■ AVAILABLE DATA
------

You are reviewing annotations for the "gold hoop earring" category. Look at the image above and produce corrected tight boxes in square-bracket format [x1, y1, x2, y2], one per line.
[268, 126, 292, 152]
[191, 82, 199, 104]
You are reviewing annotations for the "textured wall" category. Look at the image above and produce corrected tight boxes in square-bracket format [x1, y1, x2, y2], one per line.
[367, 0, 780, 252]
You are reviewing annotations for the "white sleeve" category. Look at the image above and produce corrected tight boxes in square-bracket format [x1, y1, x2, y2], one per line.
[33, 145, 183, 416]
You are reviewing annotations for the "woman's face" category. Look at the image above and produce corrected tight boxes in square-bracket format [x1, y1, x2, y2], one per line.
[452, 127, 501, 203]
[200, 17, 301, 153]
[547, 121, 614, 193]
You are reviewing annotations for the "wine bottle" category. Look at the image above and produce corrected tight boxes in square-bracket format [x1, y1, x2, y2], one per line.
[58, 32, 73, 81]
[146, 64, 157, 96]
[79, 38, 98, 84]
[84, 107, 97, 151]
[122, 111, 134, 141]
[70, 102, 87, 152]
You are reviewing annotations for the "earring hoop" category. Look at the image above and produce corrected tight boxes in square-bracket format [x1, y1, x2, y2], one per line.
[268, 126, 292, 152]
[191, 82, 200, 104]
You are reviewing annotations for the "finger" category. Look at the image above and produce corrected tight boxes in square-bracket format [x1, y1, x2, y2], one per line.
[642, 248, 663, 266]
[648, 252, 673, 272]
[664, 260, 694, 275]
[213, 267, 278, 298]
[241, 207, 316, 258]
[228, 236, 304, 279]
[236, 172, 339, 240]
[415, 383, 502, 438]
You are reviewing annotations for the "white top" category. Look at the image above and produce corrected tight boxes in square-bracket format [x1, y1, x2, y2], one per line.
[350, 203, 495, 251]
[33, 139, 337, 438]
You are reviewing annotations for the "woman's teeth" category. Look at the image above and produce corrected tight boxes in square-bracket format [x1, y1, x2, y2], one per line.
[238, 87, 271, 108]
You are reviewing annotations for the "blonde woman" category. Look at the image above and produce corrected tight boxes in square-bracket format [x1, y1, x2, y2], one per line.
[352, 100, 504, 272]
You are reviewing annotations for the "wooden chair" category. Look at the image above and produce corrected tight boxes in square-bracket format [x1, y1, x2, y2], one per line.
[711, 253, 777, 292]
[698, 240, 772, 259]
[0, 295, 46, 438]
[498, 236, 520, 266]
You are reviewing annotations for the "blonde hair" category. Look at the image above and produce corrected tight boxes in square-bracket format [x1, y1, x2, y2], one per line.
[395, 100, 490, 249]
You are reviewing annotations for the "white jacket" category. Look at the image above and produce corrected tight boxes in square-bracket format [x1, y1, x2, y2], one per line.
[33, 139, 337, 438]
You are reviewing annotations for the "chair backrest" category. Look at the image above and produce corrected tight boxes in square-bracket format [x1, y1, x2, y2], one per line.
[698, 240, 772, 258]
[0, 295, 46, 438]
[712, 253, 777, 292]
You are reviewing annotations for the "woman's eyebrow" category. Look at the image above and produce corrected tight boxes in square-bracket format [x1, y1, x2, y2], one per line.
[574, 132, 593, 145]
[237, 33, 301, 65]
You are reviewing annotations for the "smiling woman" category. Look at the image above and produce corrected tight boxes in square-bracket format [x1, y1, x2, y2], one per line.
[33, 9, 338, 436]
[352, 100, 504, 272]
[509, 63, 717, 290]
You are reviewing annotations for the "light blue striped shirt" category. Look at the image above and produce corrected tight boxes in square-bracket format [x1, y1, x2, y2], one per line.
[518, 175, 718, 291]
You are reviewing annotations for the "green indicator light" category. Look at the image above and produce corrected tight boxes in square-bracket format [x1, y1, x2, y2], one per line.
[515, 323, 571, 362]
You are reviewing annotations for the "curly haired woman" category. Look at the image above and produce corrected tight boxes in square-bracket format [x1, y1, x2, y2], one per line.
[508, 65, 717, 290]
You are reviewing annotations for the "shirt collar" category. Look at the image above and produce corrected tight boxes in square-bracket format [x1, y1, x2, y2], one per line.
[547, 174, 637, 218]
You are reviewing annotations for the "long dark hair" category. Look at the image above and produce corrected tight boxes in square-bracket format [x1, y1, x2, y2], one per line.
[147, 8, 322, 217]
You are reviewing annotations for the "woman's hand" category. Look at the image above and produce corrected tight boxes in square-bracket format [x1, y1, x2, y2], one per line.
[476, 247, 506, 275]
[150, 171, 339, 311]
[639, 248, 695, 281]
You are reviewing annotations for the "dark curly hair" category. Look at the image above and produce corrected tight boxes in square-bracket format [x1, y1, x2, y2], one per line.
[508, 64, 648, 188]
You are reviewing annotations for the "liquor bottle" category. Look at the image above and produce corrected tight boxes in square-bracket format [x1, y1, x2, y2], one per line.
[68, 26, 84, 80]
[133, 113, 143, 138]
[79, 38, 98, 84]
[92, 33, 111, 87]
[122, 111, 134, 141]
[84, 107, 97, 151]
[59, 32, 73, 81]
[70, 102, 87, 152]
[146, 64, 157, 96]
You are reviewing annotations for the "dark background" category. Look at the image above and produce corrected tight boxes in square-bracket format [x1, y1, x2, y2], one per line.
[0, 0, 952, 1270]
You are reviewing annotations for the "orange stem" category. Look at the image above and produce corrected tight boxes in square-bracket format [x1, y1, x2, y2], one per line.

------

■ WHAT TO DO
Copy the stretch of the data from its first line through the line containing "[191, 82, 199, 104]", including both ends.

■ SOLUTION
You are reviewing annotations for the "gold hoop earring" category. Look at the image above and produce corrected tight boxes in square-bracket format [x1, y1, x2, y2], one per line.
[268, 126, 292, 152]
[191, 82, 199, 104]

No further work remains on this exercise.